── QUOTED PASSAGE ──

I had now begun to supplicate God not for what the most conservative interpretations of Islam asked for. Instead, I asked for what I knew I needed; and for the first time, my supplications began to reflect my growing doubts.
I once thought I knew the truth; I now asked God to lead me to it.
In church the next Sunday, the sermon was about God’s love.
For months, I was sure that I couldn’t possibly be worthy of God’s love. How could I be? Here I was racked with doubts, unable to trust myself to do the right thing or to follow basic rules.
The sermon had an angle that I didn’t expect: that we really weren’t worthy of God’s love. “Nobody deserves salvation,” the preacher said. “We are all tarred with sin; we are all dead in our own sinfulness. None of us is worthy of standing before God on the day of judgment.”
Long pause. “But He loves us anyway. He loves us with a perfect, divine love. The only way we can be worthy of standing before God is through the sacrifice of the perfect embodiment of humankind, the sacrifice of one without sin. That is why God gave us the ultimate sacrifice, the sacrifice of His only begotten son, the Lord Jesus Christ. It is the ultimate sacrifice, and the ultimate gift, a gift none of us deserves but one which we are privileged to be able to accept.”
As had become my post-church tradition, I strolled through Washington Square Park and thought about the sermon. This was the first time that I had considered that God might love me even though it was a love that I didn’t deserve. The idea appealed to me deeply on an emotional level. But was it the truth?
It was a Friday night. Most of my friends were out drinking. I was in my dorm room, hunched over my desk, thinking about a death that may or may not have occurred two thousand years ago.
I found that Islam and Christianity had two very different accounts of what became of Jesus. Christianity holds that Jesus was crucified, died, was buried, and rose from the dead. Islam holds that Jesus was never crucified. In the Muslim account, his enemies were deceived into believing that Jesus had been crucified—but in reality, he wasn’t.
I once thought of this as an area where the two faiths’ different accounts made no practical difference. But as I learned more about Christianity, my mind changed. There may, in fact, be no two events more important to Christianity than the crucifixion and resurrection. It was Jesus’ sacrifice that allowed the forgiveness of sins. And Jesus’ resurrection—his ability to conquer hell and come back from the dead—shows that we too can return from death.

───
── SOURCE MATERIAL ──

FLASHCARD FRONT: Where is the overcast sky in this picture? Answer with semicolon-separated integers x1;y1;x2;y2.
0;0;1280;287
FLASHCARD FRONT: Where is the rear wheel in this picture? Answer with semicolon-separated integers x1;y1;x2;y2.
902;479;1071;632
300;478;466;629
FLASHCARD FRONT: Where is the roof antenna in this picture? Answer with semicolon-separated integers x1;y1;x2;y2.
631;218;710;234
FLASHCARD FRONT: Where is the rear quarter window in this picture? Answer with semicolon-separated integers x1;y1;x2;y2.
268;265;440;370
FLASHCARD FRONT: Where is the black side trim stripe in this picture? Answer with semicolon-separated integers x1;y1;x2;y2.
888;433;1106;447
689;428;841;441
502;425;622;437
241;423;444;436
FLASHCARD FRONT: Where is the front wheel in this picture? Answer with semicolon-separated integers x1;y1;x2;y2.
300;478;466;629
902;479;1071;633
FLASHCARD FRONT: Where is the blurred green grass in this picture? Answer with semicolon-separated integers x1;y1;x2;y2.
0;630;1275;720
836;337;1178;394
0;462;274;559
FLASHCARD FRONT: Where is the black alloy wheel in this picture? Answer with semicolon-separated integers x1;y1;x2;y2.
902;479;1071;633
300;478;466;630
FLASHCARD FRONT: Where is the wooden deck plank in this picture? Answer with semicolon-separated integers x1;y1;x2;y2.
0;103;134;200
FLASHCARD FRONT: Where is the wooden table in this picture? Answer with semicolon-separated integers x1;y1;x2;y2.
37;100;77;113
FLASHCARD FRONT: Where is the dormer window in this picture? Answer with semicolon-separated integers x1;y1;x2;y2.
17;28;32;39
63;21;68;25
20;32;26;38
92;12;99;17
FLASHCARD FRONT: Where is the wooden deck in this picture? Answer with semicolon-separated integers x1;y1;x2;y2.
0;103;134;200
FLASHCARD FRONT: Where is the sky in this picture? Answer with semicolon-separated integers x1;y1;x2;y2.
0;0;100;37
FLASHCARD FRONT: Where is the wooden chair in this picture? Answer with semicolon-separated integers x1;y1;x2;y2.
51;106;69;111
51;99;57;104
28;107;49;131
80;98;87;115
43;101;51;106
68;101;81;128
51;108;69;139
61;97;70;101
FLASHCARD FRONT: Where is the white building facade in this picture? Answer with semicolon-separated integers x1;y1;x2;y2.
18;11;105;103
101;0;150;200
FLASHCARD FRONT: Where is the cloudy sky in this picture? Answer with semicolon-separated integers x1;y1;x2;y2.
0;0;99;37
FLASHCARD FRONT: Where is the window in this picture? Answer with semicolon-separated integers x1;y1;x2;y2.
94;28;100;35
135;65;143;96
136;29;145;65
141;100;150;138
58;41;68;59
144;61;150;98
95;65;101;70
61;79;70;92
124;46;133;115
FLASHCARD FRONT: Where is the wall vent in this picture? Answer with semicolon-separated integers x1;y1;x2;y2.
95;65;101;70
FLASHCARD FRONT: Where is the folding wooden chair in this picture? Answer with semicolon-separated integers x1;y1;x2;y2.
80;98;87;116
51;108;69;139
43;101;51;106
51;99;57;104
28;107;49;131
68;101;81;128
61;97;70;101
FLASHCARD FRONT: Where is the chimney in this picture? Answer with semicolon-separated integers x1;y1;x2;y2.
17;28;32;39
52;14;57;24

───

# JOB 1
Reproduce the records starting at the line that contains "FLASHCARD FRONT: Where is the window" and ending at the last line of the records, substituting "folding deck chair" for "folding wooden chair" and leaving everything else unchanged.
# JOB 2
Continue the passage about weighing the Islamic and Christian accounts of Jesus from where it stops.
The records have no connection to the text above them.

# TASK OUTPUT 1
FLASHCARD FRONT: Where is the window in this picture? Answer with semicolon-separated integers x1;y1;x2;y2.
94;28;100;35
135;65;143;96
136;29;145;65
141;100;150;138
58;41;68;59
144;61;150;98
95;65;101;70
61;79;70;92
124;46;133;115
FLASHCARD FRONT: Where is the wall vent in this picture? Answer with semicolon-separated integers x1;y1;x2;y2.
95;65;101;70
FLASHCARD FRONT: Where is the folding deck chair in this picture? Answer with semicolon-separated integers x1;y1;x2;y2.
80;98;87;116
51;108;69;139
43;101;51;106
51;99;57;104
28;107;49;131
68;101;81;128
61;97;70;101
FLASHCARD FRONT: Where is the chimney in this picture? Answer with semicolon-separated integers x1;y1;x2;y2.
17;28;32;39
52;14;57;24

# TASK OUTPUT 2
It was understanding the importance of these events to Christianity that made them my topic of study tonight. As I had so often done lately, I tried to tease out one principle at a time.
Before Jesus’ disciples saw him rise from the dead, they were scattered, demoralized, and frightened. With his resurrection, their faith was reinvigorated. The disciples believed that they saw Jesus alive again, saw him resurrected. The disciples preached this and were persecuted for it. Some of them were put to death while swearing by the resurrection.
I wondered whether their account could be believed. I turned and opened the Qur’an that sat in another corner of my desk. Verse 4:157 addressed the crucifixion: “That they said (in boast), ‘We killed Christ Jesus the son of Mary, the Messenger of Allah’;—but they killed him not, nor crucified him, but so it was made to appear to them, and those who differ therein are full of doubts.” Which one was right?
What principle could distinguish between the two accounts? I thought of the persecution that Jesus’ disciples suffered because of their belief in the crucifixion and resurrection. They didn’t die for a set of ideals—it was for a set of facts. Do people die for a set of facts that they know to be false?
I felt that I was onto something. Slowly, with each layer that I pulled back, I felt my ideas about God shifting.
It had been a summer of internal upheaval. But when I first told Amy about the religious changes I was experiencing, I did so casually.
She was down in North Carolina, and we were talking on the phone. I told Amy about the religious works I had been reading, like the Bible and C. S. Lewis’s Mere Christianity. For the first time since I started work at Al Haramain, I sounded enthused about religion.
There was one key comment that actually mattered to me in this discussion. I slipped it in near the very end, as though it were the most natural thing in the world. “I guess I’ll eventually have to get baptized, then,” I said.
There was silence on the other end of the line through which I could feel Amy smiling. “I have to say that makes me happy,” she said.
She sounded as though her happiness embarrassed her.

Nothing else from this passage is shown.